WHAT TO WORK ON: Copy out all of the entries below, changing "I would be most grateful" to "I would really appreciate it" wherever it occurs and leaving everything else unchanged. Do not include the pictures in your copy.

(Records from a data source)
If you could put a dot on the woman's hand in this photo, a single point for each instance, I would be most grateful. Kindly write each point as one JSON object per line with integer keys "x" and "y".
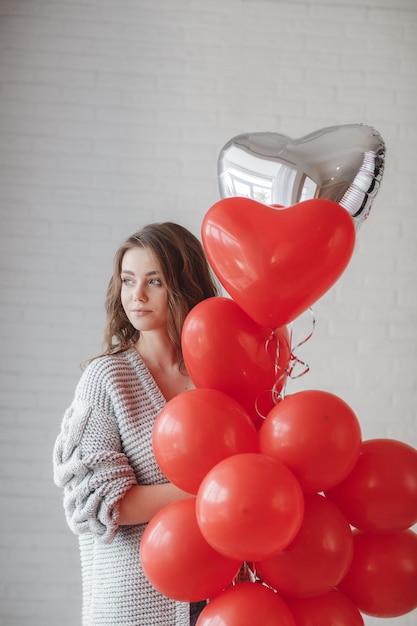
{"x": 142, "y": 502}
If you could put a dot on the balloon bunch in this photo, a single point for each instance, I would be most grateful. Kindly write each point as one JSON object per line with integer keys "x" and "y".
{"x": 296, "y": 520}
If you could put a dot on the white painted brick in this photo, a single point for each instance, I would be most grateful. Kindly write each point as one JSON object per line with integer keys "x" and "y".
{"x": 112, "y": 118}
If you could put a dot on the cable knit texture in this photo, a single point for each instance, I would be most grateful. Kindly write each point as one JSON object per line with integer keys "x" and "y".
{"x": 105, "y": 447}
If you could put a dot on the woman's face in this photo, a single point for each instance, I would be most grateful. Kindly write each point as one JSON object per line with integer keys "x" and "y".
{"x": 143, "y": 293}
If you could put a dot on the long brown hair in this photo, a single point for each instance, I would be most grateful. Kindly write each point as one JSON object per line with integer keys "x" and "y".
{"x": 187, "y": 277}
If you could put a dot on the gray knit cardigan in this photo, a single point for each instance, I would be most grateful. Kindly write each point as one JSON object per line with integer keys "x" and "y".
{"x": 105, "y": 447}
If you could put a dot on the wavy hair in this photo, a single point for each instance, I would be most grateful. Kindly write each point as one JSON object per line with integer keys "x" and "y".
{"x": 187, "y": 278}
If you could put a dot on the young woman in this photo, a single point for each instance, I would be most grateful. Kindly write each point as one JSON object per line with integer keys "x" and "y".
{"x": 103, "y": 457}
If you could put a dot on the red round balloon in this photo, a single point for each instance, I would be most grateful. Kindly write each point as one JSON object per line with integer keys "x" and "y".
{"x": 319, "y": 556}
{"x": 249, "y": 506}
{"x": 316, "y": 435}
{"x": 277, "y": 263}
{"x": 178, "y": 561}
{"x": 382, "y": 578}
{"x": 225, "y": 349}
{"x": 197, "y": 429}
{"x": 246, "y": 604}
{"x": 380, "y": 493}
{"x": 333, "y": 608}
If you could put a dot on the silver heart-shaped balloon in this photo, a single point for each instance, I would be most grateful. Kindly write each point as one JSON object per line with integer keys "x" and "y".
{"x": 342, "y": 163}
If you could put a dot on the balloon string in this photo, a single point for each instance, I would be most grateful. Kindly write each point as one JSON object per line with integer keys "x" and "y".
{"x": 283, "y": 374}
{"x": 247, "y": 573}
{"x": 294, "y": 360}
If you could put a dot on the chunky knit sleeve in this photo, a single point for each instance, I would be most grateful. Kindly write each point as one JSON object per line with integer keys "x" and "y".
{"x": 93, "y": 470}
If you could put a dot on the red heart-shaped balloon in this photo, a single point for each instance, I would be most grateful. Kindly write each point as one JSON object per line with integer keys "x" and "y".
{"x": 275, "y": 263}
{"x": 224, "y": 349}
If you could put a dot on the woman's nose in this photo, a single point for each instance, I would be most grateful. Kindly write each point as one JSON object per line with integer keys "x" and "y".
{"x": 140, "y": 293}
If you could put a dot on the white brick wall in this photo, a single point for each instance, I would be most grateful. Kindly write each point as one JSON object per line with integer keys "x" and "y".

TASK ANSWER:
If you could put a dot on the woman's hand in this photo, a single point for each instance, I would really appreciate it. Kindly write each point as one JSON object per line with integer keys "x" and "y".
{"x": 142, "y": 502}
If you could put a dot on the balloon bunch in this photo, a single point for each instance, I would really appreciate it. Kindly write each point as one JSON object per line with integer keys "x" and "y".
{"x": 296, "y": 520}
If you could put a dot on the white painted brick in this photo, a single point for each instance, I would really appreciate it. Kindly write each point as one JSON object per line with integer keys "x" and "y".
{"x": 112, "y": 118}
If you could put a dot on the cable knit texture in this photo, a single point for each instance, I would really appreciate it. Kindly write each point as one JSON object per line with integer keys "x" and "y".
{"x": 105, "y": 447}
If you could put a dot on the woman's face in this photo, a single point for each instance, I would really appreciate it. Kindly write each point as one JSON object per line with integer keys "x" and "y".
{"x": 143, "y": 293}
If you could put a dot on the long brown hair in this photo, a single point for each instance, I would really appreciate it. Kindly write each point as one JSON object per line with integer keys "x" and "y".
{"x": 187, "y": 277}
If you could put a dot on the gray knit cardigan in this photo, a single point for each instance, I would really appreciate it. Kindly write each point as one JSON object per line with integer keys "x" and "y".
{"x": 105, "y": 447}
If you could put a dot on the wavy hair in this photo, a single point for each instance, I would really appreciate it. Kindly write each point as one JSON object per line with integer keys "x" and "y".
{"x": 187, "y": 278}
If you could put a dot on the young woman in this photo, a single point for each instance, I would really appreciate it. Kindly write each point as one JSON object per line with integer keys "x" and "y".
{"x": 103, "y": 457}
If you could put a dot on the red round balloon in this photo, a single point for each instance, I would really appreciate it. Kindly write each point as one JSON object per line with integer keys "x" and "y".
{"x": 319, "y": 556}
{"x": 249, "y": 506}
{"x": 316, "y": 435}
{"x": 277, "y": 263}
{"x": 178, "y": 561}
{"x": 382, "y": 578}
{"x": 225, "y": 349}
{"x": 197, "y": 429}
{"x": 246, "y": 604}
{"x": 380, "y": 493}
{"x": 333, "y": 608}
If you could put a dot on the silver heart-shaped balloon in this photo, a single point for each instance, I would really appreciate it. Kindly write each point as one JSON object per line with integer keys "x" and "y".
{"x": 342, "y": 163}
If you could put a dot on the balloon string in this photo, a single point for each instance, I would really appreciate it. Kindly write each point as one JSON object per line with integer keys "x" and "y".
{"x": 283, "y": 374}
{"x": 247, "y": 573}
{"x": 294, "y": 360}
If you could put a dot on the chunky knit sleeve in this photo, a single point for each instance, I would really appreciate it. Kindly write each point as one JSON object per line with integer keys "x" and "y".
{"x": 93, "y": 470}
If you could put a dot on the red heart-shaped balloon in this photo, a single point for each instance, I would really appreciate it. Kindly write each point as one JSON object per line with integer keys "x" and "y".
{"x": 275, "y": 263}
{"x": 224, "y": 349}
If you could put a dot on the woman's nose in this photo, a single point for each instance, I would really appreciate it. Kindly write each point as one JSON object per line with integer keys "x" and "y".
{"x": 140, "y": 293}
If you could put a dot on the white brick wall in this photo, a single point for each instance, I would really appreciate it. Kindly write each point as one JSON object per line with integer keys "x" and "y".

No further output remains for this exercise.